Stated goal> Quote the material below word for word, omitting the pictures.
##### Material for this exercise #####
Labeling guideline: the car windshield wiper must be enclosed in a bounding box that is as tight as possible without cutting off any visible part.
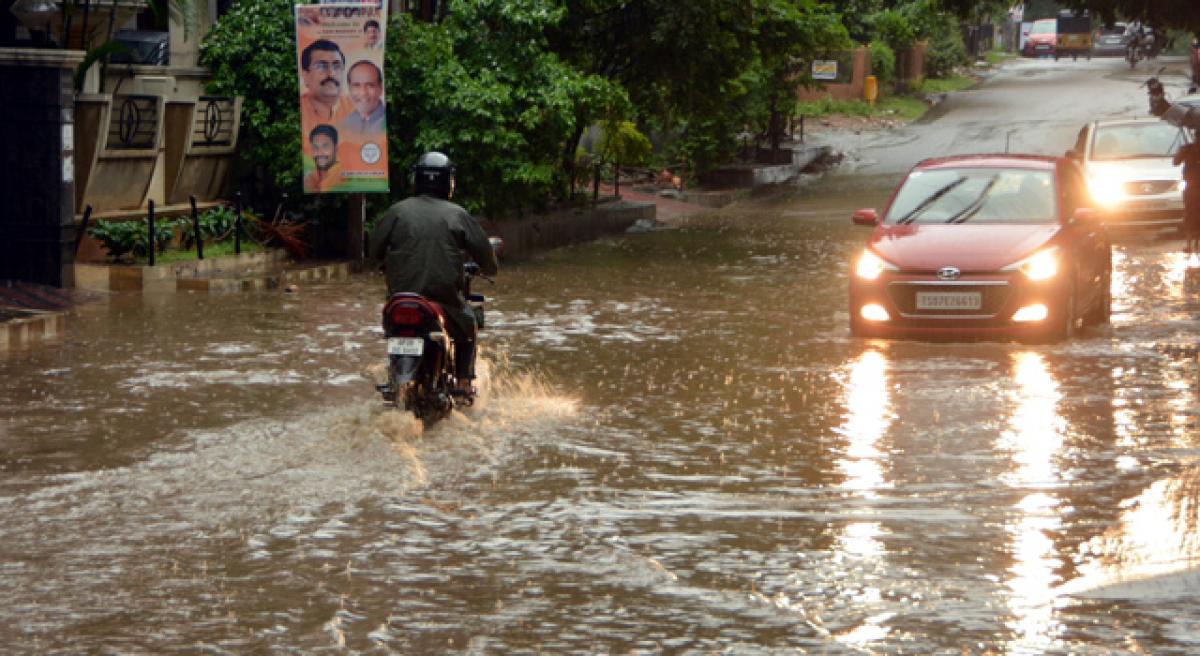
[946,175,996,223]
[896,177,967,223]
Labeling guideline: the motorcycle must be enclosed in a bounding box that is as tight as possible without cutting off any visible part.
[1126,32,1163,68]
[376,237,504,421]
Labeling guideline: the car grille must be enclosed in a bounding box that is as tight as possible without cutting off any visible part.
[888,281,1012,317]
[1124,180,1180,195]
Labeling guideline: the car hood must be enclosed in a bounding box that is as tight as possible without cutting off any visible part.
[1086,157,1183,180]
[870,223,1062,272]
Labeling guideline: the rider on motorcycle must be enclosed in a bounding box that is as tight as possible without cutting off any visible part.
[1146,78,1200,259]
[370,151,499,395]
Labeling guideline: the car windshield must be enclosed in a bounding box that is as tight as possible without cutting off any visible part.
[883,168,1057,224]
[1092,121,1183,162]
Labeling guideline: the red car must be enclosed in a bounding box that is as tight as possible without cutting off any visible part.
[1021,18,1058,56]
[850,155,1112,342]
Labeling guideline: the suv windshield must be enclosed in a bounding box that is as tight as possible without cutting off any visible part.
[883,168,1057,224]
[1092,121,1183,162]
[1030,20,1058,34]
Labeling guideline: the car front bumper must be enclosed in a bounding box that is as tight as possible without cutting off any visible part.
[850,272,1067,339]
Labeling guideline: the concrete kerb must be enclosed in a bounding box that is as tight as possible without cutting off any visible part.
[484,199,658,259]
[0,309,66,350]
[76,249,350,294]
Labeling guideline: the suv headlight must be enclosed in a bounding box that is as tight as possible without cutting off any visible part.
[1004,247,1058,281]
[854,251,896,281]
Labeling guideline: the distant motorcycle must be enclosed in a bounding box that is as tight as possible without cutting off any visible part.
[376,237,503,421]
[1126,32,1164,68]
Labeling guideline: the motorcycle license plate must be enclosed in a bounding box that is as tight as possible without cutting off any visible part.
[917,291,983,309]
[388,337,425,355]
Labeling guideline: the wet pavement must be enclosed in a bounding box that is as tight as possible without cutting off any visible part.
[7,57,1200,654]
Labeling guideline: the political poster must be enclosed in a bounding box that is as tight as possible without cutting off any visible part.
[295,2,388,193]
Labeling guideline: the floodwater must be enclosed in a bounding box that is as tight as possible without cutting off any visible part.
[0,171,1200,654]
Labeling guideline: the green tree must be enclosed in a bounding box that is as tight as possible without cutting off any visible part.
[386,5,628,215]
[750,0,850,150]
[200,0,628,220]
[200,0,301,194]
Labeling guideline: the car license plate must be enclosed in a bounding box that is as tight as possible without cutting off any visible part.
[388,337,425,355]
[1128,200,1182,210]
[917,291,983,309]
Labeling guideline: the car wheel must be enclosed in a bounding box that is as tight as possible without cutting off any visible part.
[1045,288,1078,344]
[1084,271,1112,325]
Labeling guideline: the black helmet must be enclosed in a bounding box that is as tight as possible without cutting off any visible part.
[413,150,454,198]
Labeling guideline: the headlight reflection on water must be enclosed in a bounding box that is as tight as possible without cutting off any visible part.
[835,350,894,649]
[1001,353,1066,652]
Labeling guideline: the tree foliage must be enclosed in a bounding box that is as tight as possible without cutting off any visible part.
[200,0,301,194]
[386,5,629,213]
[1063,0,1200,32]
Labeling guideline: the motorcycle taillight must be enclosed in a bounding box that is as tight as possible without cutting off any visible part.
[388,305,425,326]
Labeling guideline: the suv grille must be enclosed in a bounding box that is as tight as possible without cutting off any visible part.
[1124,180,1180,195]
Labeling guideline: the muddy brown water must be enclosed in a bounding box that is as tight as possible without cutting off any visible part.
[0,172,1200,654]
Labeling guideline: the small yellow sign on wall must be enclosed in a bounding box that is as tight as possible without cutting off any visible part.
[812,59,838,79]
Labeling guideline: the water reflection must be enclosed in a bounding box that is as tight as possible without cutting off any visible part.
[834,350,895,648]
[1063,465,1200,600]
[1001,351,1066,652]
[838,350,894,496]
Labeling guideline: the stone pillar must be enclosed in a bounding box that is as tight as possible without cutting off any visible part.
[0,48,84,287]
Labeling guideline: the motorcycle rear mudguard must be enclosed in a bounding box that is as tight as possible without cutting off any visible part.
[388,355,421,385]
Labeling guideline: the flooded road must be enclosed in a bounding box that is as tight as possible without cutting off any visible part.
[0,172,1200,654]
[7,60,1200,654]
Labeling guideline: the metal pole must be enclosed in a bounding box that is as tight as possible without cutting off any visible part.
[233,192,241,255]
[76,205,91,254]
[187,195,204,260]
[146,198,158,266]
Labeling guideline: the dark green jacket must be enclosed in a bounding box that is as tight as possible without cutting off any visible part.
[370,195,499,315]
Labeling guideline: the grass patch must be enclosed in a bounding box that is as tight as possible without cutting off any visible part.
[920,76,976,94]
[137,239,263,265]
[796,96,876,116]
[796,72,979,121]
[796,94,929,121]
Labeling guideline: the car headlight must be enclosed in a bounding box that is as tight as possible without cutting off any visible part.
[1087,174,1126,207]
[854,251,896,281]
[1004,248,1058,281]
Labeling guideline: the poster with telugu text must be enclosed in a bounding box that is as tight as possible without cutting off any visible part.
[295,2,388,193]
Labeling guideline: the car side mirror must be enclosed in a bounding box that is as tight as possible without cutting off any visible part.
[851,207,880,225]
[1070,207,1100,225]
#####
Task output>
Labeling guideline: the car windshield wiper must be enclosed in a bounding box that is as tight as possible without cutting off any visible part.
[946,175,996,223]
[896,177,967,223]
Labeling guideline: the motorcycle must be enclosed in a bounding box that is as tight as possible without cutting off any visible part.
[1126,32,1163,68]
[376,237,504,421]
Labeling guideline: the car grille must be enclosed in a bounding box that is as tight as possible without cutting off any visible part.
[888,281,1012,317]
[1124,180,1180,195]
Labeling guideline: the car hood must be enclosed in a bounding box that is as tight as possible without cutting off any visible part.
[1086,157,1183,180]
[870,223,1062,272]
Labeling guideline: the rider on motorcycle must be enclosed in a bounding box that is as tight as possible without cutting off any visible part.
[1146,78,1200,259]
[370,151,499,395]
Labeling guideline: the car windshield must be enclosed in a bounding box that is as tight as possible without cutting off any visible part.
[883,168,1057,224]
[1092,121,1183,162]
Labeling guideline: the red car must be enclosed in a bounding box that is as tight as possible without cutting off any visible part.
[1021,18,1058,56]
[850,155,1112,342]
Labeling guideline: the suv windshield must be enclosed in a bounding box that is as tight as possible without cutting off any visible part.
[883,168,1057,224]
[1092,121,1183,162]
[1030,20,1058,34]
Labeling guideline: the car front bumper must be enclosed in a bounding box that is as tight as possible without cutting off any visible part.
[850,272,1067,339]
Labeling guideline: the concrete kerb must be enclosed in a bounding box that is as tight as possible without cutting off any visible part.
[484,199,658,259]
[0,309,66,350]
[76,249,350,294]
Labeling guideline: the suv headlight must be enclosed in a bounding box that is as tight as possible without cutting off any visible part.
[1004,247,1058,281]
[854,251,896,281]
Labeling guideline: the distant motorcycle must be enclosed in a bounding box that is as tight as possible without cutting off any visible part.
[376,237,503,421]
[1126,32,1164,68]
Labeling guideline: the motorcycle license plate must be enclosed in a bounding box that is as tight as possible without cutting off any visible part.
[917,291,983,309]
[388,337,425,355]
Labeling guideline: the wet pavement must be enclosed in a bounding box that is as tight as possible without cutting off any visible part.
[7,57,1200,654]
Labeling guideline: the political poster must be enclosed in a bounding box that is as tight as possible without cutting off any visible part.
[295,2,388,193]
Labeling guideline: the floodwater must be enclosed in a bounding box that is as tight as possible without cutting off any visible part.
[0,171,1200,654]
Labeling guideline: the green tree must be enclosed in a bounding box that is as tight as possible without cutting off any visible part.
[386,5,628,215]
[750,0,850,150]
[200,0,628,220]
[200,0,301,194]
Labeling guideline: the car license plate must be enclosed in a bounding box that is as tight as possible without cutting off any visible part.
[388,337,425,355]
[1128,200,1182,210]
[917,291,983,309]
Labeling guideline: the car wheel must be enclosed in a bounding box that is as tight as possible without cutting off any visible part.
[1045,288,1078,344]
[1084,271,1112,325]
Labeling guideline: the black helmet must be enclosed in a bounding box that is as tight as possible without cutting off any visible part.
[413,150,454,198]
Labeling guideline: the headlight reflection on water must be enclosed in a bounding box that is as tight as possible without cutting off any visible part.
[835,350,894,649]
[1001,353,1066,652]
Labeling guideline: the tree foliage must be enclosed in a bounding box that is as tight as possible without cutting off any visible part.
[200,0,301,194]
[386,5,629,213]
[1063,0,1200,32]
Labeling guideline: the motorcycle taillight must be enclosed in a bounding box that is as tight as possible without cutting off any visible part.
[388,305,425,326]
Labeling guideline: the suv grille must be enclosed in a bounding box that is as tight as possible without cutting off any visible part.
[1124,180,1180,195]
Labeling guideline: the muddy brown water must be enclosed in a bounding box that is as tight as possible without cutting off any visible part.
[0,172,1200,654]
Labeling guideline: the small yellow sign on wall must be enclosed in a bounding box that is as tight as possible without cutting off any visible part.
[812,59,838,79]
Labeling guideline: the water reflection must be enclosed in a bounding box that is as tight as possible without cutting off any visible part.
[834,350,895,648]
[1063,465,1200,600]
[1001,351,1066,652]
[838,350,894,496]
Labeling guideline: the stone pillar must be enclosed in a bounding box that is as tight as possible without cutting off any visible part.
[0,48,84,287]
Labeling guideline: the motorcycle rear mudguard must be enclosed in a bounding box that is as tight as possible without cutting off any visible part.
[388,355,421,385]
Labeling guideline: the flooded road must be enclosed in a bounding box that is as tight as possible without cutting off any visible part.
[0,172,1200,654]
[7,60,1200,654]
Labeling guideline: the metal pole must be enclosed in a bounding box that is as tight as possible without cutting off any visible part.
[233,192,241,255]
[76,205,91,254]
[187,195,204,260]
[146,198,158,266]
Labeling guideline: the dark green jacket must be enclosed in a bounding box that is as tight as possible without cutting off any visible part.
[370,195,499,315]
Labeling guideline: the grass patch must be enclosed in a bounding box that is as tight as possible without cutting off any visible part.
[920,76,976,94]
[137,239,263,265]
[796,96,876,116]
[796,72,979,121]
[796,94,929,121]
Labeling guideline: the car headlight must be enclosed in a bounding box that is as tight as possible without cutting off any visible part.
[1087,174,1126,207]
[854,251,896,281]
[1004,248,1058,281]
Labeling guideline: the poster with telugu text must be enclosed in a bounding box that is as tight as possible without cutting off any visible part.
[295,2,388,193]
Labeling guideline: the car side mirror must be enclosed in a bounding box that is as tight as possible without cutting off any visible part.
[851,207,880,225]
[1070,207,1100,225]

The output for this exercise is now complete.